- [SET TASK 1]:
According to the reading text about General Hieu, in what month and year did units of 5th Division take part in cross-border operations?

In a digression, he spoke about the generally narrow views which many district chiefs hold. Their concern, he said, is primarily about their pacification statistics, and they look at military activities only insofar as these will assist their statistical picture. General Hieu stressed, however, the desirability of battalion commanders (ARVN and US) coordinating daily operations with the chiefs of the districts in which their forces are operating -- as I pointed out is now being done in the Phu Hoa District.
General Hieu then talked about how to improve the coordination of both the military and political effort against the enemy. He commented that the regimental/brigade commanders are the ones who have sufficiently broad focus and the resources to plan, coordinate, and carry out major operations. Similarly, he regards the previous chiefs and sector commanders as having sufficiently broad responsibilities to view the situation beyond narrow district limits. Therefore, he announced that he is instructing his regimental commanders to meet daily with the provincial sector commanders in their area, as well as with the US brigade commanders for the purpose of planning and supervising the execution of military operations against the enemy, as well as those in support of pacification. In addition, he intends to suggest to the Bind Duong Province Chief that he conduct weekly coordination conferences aimed at the problems of military support for pacification. He envisions that his regimental commanders and the US brigade commanders who operate in Binh Duong Province, as well as the appropriate district chiefs and battalion commanders, would participate in the weekly provincial meetings. He hopes that such conferences would stress (among other things) the support and assistance required for RF/PF forces. I assured General Hieu that this concept of coordination was completely in accord with ours, and that we would cooperate completely.
In summary, in order to allow the Regional Forces and Popular Forces to perform well in the pacification and development program, General Hieu promoted close coordination between units of regular forces and units of Regional Forces and Popular Forces in ordering regimental commanders and battalion commanders to hold weekly meetings with province and district chiefs in their operational areas; he also insisted that regular army units lend unwavering support to units of Regional Forces and Popular Forces when needed.
Furthermore, General Hieu set out the same action concept to units of Regional Forces and Popular Forces as to regular army combat units of 5th Division:
Our Division mission is to search and destroy the enemy. Each unit will be assigned an objective and must make efforts days and nights to destroy that objective. Sectors can also apply this concept to RF and PF units. If we all apply this concept of search and destroy the enemy, we will be able to annihilate all enemy forces within a short time.
In fact, it took General Hieu only approximately half a year after his arrival at 5th Division to render VC units ineffective in the provinces of Binh Duong, Binh Long and
Phuoc Long; and the National Front of Liberation of South Vietnam HQ lost their safe heaven in Duong Minh Chau and Ho Bo sanctuaries and was forced to migrate inside Kampuchean territory. Therefore, in April 1970, units of 5th Division had their hands free to participate in cross-border operations Total Victory 42, Ö, 46 together with units of III Corps, IV Corps and US units.

- [PROVIDED RECORDS]:

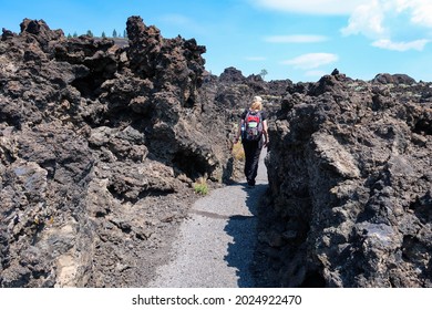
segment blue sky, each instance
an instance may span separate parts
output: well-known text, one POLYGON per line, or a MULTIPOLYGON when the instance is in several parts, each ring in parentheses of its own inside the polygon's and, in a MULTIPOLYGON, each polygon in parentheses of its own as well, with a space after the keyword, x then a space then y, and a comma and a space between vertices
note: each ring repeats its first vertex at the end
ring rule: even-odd
POLYGON ((0 0, 0 28, 24 18, 65 34, 123 33, 140 16, 164 38, 206 45, 206 69, 219 75, 267 70, 266 80, 315 82, 337 68, 352 79, 405 73, 432 81, 431 0, 0 0))

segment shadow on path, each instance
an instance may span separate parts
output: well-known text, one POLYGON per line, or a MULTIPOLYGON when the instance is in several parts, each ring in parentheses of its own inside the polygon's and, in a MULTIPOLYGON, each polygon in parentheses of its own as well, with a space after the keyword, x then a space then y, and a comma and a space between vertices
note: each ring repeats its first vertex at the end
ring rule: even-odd
POLYGON ((228 254, 225 260, 229 267, 235 268, 238 277, 239 288, 256 287, 255 272, 253 269, 255 249, 258 238, 258 205, 263 195, 266 194, 268 184, 257 184, 254 188, 248 188, 246 183, 238 183, 232 186, 241 186, 246 192, 246 207, 250 216, 230 216, 225 231, 233 237, 233 242, 228 244, 228 254))

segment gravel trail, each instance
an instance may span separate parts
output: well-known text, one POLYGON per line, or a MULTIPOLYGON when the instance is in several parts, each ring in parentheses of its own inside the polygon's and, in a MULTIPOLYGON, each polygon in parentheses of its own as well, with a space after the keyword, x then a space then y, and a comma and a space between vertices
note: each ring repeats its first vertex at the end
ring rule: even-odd
POLYGON ((161 266, 154 288, 253 288, 257 204, 268 187, 263 149, 257 185, 246 182, 212 190, 197 200, 179 228, 173 260, 161 266))

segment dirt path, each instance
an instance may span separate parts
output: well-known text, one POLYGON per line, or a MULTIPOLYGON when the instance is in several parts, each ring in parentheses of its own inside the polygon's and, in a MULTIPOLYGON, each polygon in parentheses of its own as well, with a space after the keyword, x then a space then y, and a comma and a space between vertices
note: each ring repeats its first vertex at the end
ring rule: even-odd
POLYGON ((268 187, 260 156, 257 185, 245 182, 213 190, 197 200, 179 228, 173 260, 157 269, 155 288, 251 288, 250 265, 257 239, 257 204, 268 187))

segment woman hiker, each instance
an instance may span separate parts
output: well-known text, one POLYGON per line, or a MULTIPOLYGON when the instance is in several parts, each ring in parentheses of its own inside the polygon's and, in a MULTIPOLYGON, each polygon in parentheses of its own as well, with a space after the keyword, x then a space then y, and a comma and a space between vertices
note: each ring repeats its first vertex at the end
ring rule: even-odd
POLYGON ((236 144, 241 136, 246 158, 245 176, 249 187, 255 186, 263 146, 267 147, 269 143, 267 128, 267 114, 263 111, 263 99, 255 96, 249 108, 246 108, 241 114, 238 132, 234 141, 236 144))

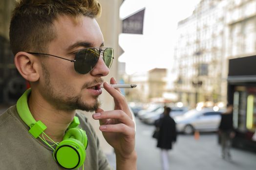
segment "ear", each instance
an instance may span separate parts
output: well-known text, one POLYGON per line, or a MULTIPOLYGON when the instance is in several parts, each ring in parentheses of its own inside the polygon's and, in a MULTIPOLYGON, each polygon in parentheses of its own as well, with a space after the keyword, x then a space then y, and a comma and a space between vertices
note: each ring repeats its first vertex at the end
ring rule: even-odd
POLYGON ((21 76, 29 82, 36 82, 39 79, 38 60, 32 54, 20 51, 14 57, 14 63, 21 76))

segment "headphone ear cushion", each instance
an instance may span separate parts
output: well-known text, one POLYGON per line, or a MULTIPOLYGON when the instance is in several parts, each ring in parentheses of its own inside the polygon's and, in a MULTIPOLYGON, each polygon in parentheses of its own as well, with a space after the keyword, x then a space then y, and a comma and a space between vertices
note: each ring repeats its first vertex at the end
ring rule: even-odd
POLYGON ((80 141, 85 147, 85 149, 88 146, 88 139, 85 131, 82 129, 74 128, 68 129, 63 137, 63 140, 68 138, 75 138, 80 141))
POLYGON ((71 170, 78 168, 84 164, 86 152, 79 140, 68 138, 63 140, 56 147, 53 157, 61 167, 71 170))

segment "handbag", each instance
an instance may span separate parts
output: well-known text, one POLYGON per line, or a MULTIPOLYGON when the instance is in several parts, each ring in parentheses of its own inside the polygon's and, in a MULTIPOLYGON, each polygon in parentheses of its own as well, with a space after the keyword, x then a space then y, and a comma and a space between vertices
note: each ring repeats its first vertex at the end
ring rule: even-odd
POLYGON ((155 130, 154 130, 154 132, 153 132, 153 135, 152 135, 152 137, 155 139, 158 139, 159 136, 159 128, 157 127, 155 128, 155 130))

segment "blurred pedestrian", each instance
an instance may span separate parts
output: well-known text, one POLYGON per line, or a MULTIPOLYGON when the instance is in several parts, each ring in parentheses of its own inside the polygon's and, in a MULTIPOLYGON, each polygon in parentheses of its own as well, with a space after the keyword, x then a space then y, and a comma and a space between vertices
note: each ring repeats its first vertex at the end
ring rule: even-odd
POLYGON ((171 110, 169 107, 165 107, 163 116, 155 122, 155 126, 159 128, 157 147, 161 149, 163 170, 169 169, 168 151, 172 149, 177 137, 176 123, 170 116, 171 110))
POLYGON ((223 159, 231 159, 230 148, 232 139, 235 137, 233 120, 233 105, 227 104, 227 110, 221 114, 219 126, 219 135, 221 146, 221 156, 223 159))

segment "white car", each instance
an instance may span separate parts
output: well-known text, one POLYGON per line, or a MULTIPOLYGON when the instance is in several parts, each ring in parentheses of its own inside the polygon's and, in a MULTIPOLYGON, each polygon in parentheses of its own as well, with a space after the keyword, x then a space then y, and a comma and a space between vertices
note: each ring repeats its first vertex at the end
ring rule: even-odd
POLYGON ((181 116, 174 118, 176 130, 185 134, 199 132, 215 132, 218 130, 223 111, 214 111, 211 108, 201 110, 191 110, 181 116))

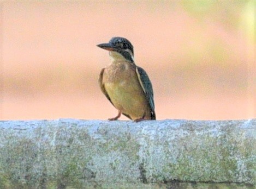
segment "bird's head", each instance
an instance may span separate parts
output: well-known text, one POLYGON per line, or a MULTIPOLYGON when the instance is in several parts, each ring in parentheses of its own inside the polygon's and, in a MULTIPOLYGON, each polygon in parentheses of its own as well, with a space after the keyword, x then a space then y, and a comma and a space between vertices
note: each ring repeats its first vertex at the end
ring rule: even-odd
POLYGON ((121 37, 112 37, 108 43, 97 45, 97 46, 109 51, 112 61, 126 60, 134 62, 133 46, 129 40, 121 37))

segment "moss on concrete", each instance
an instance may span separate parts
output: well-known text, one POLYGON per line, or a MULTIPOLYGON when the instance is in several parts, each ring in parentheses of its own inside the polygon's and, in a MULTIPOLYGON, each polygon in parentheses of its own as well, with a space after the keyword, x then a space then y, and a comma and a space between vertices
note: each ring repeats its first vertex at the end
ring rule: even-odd
POLYGON ((0 141, 1 188, 256 184, 256 119, 0 122, 0 141))

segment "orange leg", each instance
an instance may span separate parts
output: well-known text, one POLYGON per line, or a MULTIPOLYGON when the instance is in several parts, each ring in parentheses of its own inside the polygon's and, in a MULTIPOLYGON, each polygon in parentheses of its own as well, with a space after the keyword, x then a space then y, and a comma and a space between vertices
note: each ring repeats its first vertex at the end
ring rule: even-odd
POLYGON ((143 116, 143 117, 140 118, 134 119, 134 122, 138 123, 138 122, 141 122, 141 121, 146 120, 145 119, 144 119, 144 118, 145 118, 145 115, 143 116))
POLYGON ((117 119, 118 118, 120 118, 121 116, 121 111, 120 110, 118 110, 118 114, 117 115, 117 116, 115 117, 113 117, 112 118, 109 118, 109 121, 115 121, 115 120, 117 120, 117 119))

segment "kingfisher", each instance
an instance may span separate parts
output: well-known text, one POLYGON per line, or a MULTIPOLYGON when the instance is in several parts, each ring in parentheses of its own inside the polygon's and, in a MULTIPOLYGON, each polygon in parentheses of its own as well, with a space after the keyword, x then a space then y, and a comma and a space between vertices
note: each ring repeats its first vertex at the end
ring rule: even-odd
POLYGON ((156 119, 153 88, 146 72, 134 62, 133 46, 127 39, 112 37, 97 46, 109 51, 111 63, 103 68, 99 85, 102 92, 121 114, 136 122, 156 119))

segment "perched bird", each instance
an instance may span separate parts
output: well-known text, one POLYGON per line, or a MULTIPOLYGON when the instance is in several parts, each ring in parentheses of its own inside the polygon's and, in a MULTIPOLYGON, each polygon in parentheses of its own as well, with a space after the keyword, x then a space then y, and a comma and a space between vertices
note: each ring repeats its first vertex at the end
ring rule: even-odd
POLYGON ((125 38, 112 37, 108 43, 97 45, 109 51, 111 64, 102 70, 99 84, 112 104, 121 114, 139 122, 156 119, 153 89, 146 72, 134 63, 133 47, 125 38))

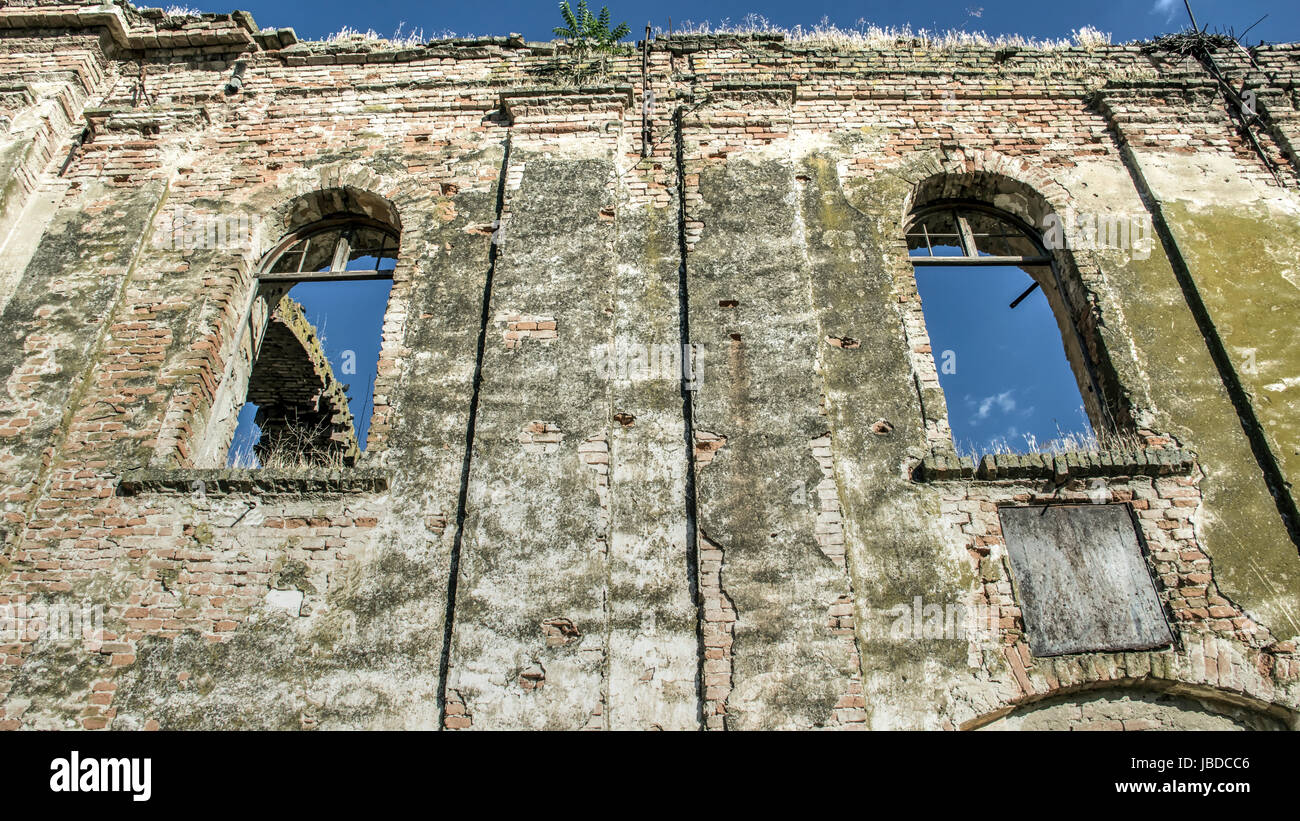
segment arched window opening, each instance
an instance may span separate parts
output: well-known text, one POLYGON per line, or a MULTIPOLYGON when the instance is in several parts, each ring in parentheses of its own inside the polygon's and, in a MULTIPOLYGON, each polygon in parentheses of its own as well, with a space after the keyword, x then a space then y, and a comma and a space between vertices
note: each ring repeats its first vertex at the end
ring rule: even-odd
POLYGON ((913 212, 906 239, 957 449, 1097 449, 1092 369, 1032 229, 937 201, 913 212))
POLYGON ((342 468, 365 451, 399 234, 359 214, 286 235, 263 260, 226 464, 342 468))

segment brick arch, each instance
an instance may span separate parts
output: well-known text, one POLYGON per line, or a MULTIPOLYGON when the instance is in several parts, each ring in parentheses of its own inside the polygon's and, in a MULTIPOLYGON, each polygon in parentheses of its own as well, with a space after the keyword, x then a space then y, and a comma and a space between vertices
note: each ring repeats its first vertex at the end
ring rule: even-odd
POLYGON ((914 208, 937 199, 983 200, 1031 226, 1048 213, 1065 213, 1074 201, 1046 170, 996 151, 932 151, 920 161, 930 174, 902 203, 902 222, 914 208), (1001 199, 998 199, 1001 197, 1001 199))
POLYGON ((1294 705, 1204 682, 1150 677, 1049 688, 965 721, 959 729, 1295 730, 1300 713, 1294 705))
POLYGON ((428 197, 428 191, 410 179, 399 182, 355 162, 300 169, 277 187, 277 204, 264 214, 269 230, 261 238, 259 259, 285 234, 330 213, 367 216, 402 233, 403 217, 428 197))
MULTIPOLYGON (((918 168, 927 173, 913 183, 904 197, 900 226, 907 223, 914 209, 930 203, 972 200, 1017 217, 1037 233, 1037 239, 1041 240, 1048 216, 1056 214, 1060 218, 1074 207, 1074 197, 1048 170, 992 149, 931 151, 922 156, 918 168)), ((1135 407, 1134 386, 1122 385, 1118 377, 1121 362, 1130 373, 1135 372, 1135 364, 1130 361, 1131 352, 1113 351, 1101 339, 1105 323, 1100 297, 1101 269, 1091 255, 1072 249, 1074 238, 1063 220, 1057 225, 1066 229, 1069 242, 1065 248, 1049 249, 1054 259, 1054 274, 1050 281, 1040 279, 1040 284, 1057 316, 1089 416, 1093 422, 1101 416, 1108 426, 1114 425, 1122 430, 1141 427, 1138 420, 1144 413, 1140 407, 1135 407), (1100 398, 1088 396, 1083 390, 1088 383, 1096 385, 1100 398)), ((916 296, 914 288, 911 291, 909 295, 916 296)), ((919 296, 913 313, 914 325, 923 323, 919 296)), ((928 373, 930 368, 923 370, 928 373)), ((1138 403, 1145 404, 1144 399, 1138 403)), ((946 431, 946 420, 939 430, 946 431)), ((932 443, 946 443, 946 433, 935 436, 932 443)))
MULTIPOLYGON (((266 230, 261 233, 256 264, 265 261, 285 235, 324 216, 324 208, 343 205, 337 210, 355 208, 360 213, 390 225, 399 238, 396 269, 393 272, 393 290, 389 294, 389 313, 385 320, 384 342, 380 348, 376 395, 393 391, 398 378, 398 359, 406 338, 406 322, 412 299, 413 273, 419 262, 410 252, 419 244, 424 221, 419 217, 430 212, 432 194, 425 181, 410 174, 384 174, 363 162, 344 161, 296 169, 276 184, 274 205, 263 212, 266 230)), ((387 448, 387 429, 391 409, 376 405, 367 438, 367 457, 378 459, 387 448)))

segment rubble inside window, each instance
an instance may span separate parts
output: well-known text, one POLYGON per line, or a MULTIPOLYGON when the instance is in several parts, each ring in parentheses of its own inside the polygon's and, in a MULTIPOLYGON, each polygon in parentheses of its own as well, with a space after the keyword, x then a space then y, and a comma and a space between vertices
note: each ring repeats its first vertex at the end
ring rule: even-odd
POLYGON ((387 225, 347 216, 294 231, 266 256, 250 320, 252 368, 228 465, 356 464, 373 410, 398 246, 387 225))

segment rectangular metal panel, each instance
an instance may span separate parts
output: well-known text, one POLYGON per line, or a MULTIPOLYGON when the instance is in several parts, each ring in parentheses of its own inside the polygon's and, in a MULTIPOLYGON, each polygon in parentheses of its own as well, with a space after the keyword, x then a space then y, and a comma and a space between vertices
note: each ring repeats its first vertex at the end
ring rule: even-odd
POLYGON ((1173 643, 1124 505, 1002 508, 1000 516, 1035 656, 1173 643))

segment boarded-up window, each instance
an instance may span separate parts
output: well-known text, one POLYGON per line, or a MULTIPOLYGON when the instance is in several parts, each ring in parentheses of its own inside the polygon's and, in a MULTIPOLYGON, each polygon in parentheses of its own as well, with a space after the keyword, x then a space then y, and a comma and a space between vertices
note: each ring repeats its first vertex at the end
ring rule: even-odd
POLYGON ((1126 507, 1002 508, 1000 514, 1035 656, 1173 642, 1126 507))

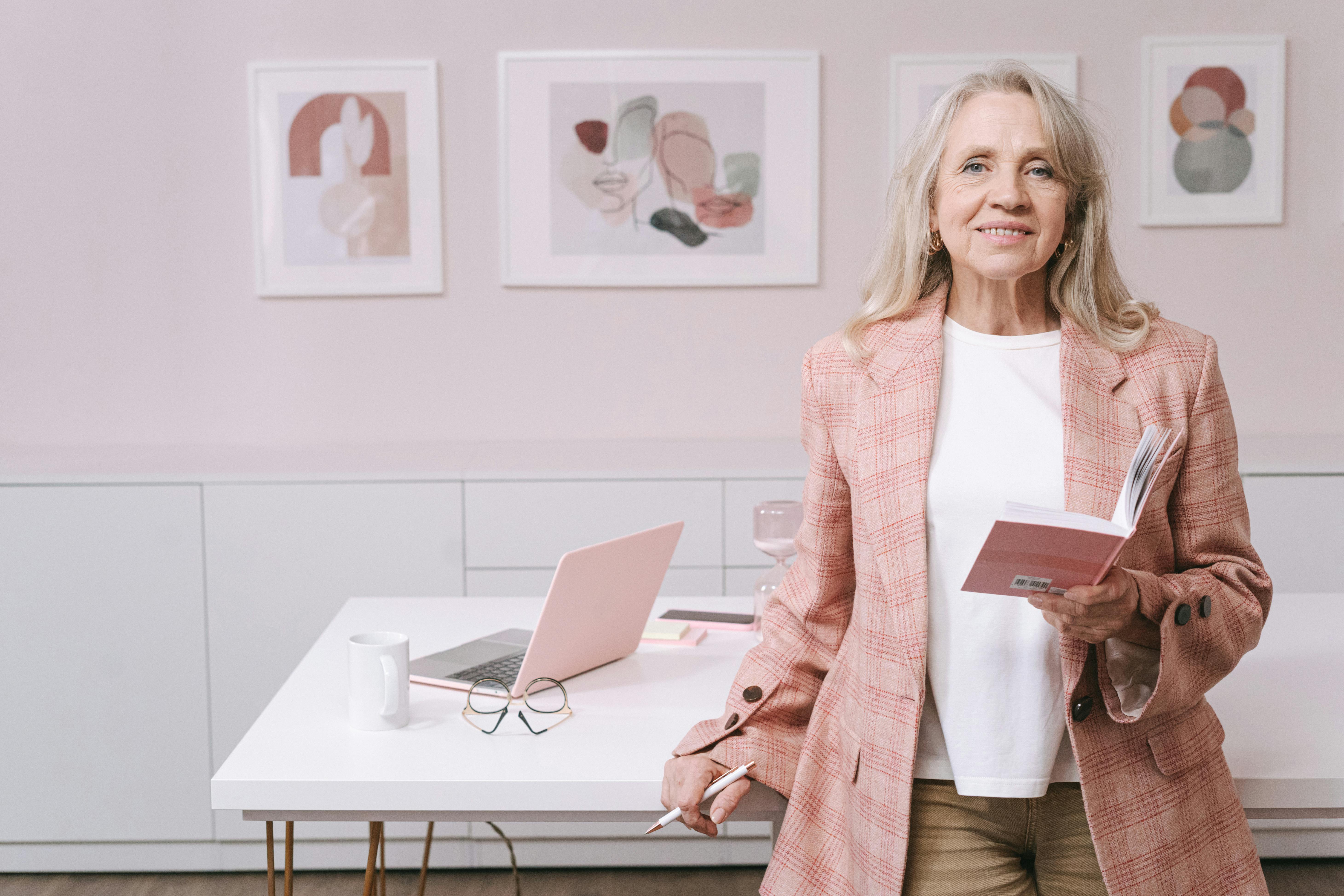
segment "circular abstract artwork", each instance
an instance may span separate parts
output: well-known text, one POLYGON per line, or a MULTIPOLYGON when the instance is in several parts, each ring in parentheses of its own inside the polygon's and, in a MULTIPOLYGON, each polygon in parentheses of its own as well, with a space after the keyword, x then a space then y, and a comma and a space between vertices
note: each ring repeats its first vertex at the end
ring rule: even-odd
POLYGON ((1231 69, 1206 67, 1192 74, 1168 113, 1180 134, 1172 168, 1192 193, 1230 193, 1251 171, 1247 136, 1255 113, 1246 107, 1246 85, 1231 69))

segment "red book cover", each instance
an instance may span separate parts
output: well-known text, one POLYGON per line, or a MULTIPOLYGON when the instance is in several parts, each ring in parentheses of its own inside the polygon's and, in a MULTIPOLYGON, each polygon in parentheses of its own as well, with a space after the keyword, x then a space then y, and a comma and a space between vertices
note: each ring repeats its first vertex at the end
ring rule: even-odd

- [SET TASK 2]:
Scale the listing from its start up to and including the line with "POLYGON ((228 254, 225". Repeat every line, requests included, but multiply each polygon coordinate in the answers by 1.15 and round it to a whole number, with halves rounded up. Leave the pictures out of your answer.

- [EXPECTED OUTPUT 1]:
April 1970

- [EXPECTED OUTPUT 2]:
segment blue sky, each instance
an instance may span separate parts
output: well-known text, one POLYGON per line, or a MULTIPOLYGON when the instance is in several parts, each ring in parentheses of its own inside the polygon's and, in a MULTIPOLYGON, each polygon in parentheses of its own as well, with a space after the keyword, x then a space then y, and a comma and a space between vertices
note: each ring repeats its first vertex at the end
ring rule: even-odd
POLYGON ((0 0, 0 32, 28 21, 75 39, 141 38, 161 18, 189 44, 237 52, 237 79, 252 86, 307 81, 306 92, 362 94, 388 78, 405 91, 466 84, 497 93, 496 0, 0 0))

segment shadow on path, each instance
an instance may span separate parts
output: well-known text, one POLYGON per line, or a MULTIPOLYGON when the instance is in several parts, each ring in parentheses of its own inside the polygon's and, in a MULTIPOLYGON, each polygon in parentheses of its own as well, with a space after the keyword, x then a space then y, and a comma and a space between vertices
note: each ring repeats its first vertex at the end
ring rule: even-odd
POLYGON ((262 292, 259 299, 263 307, 270 308, 274 319, 275 331, 294 330, 293 313, 291 309, 293 286, 297 274, 297 236, 302 224, 306 223, 308 212, 296 212, 292 216, 285 216, 283 210, 274 210, 267 214, 277 214, 283 221, 283 238, 288 248, 265 248, 259 266, 268 273, 268 278, 262 281, 262 292))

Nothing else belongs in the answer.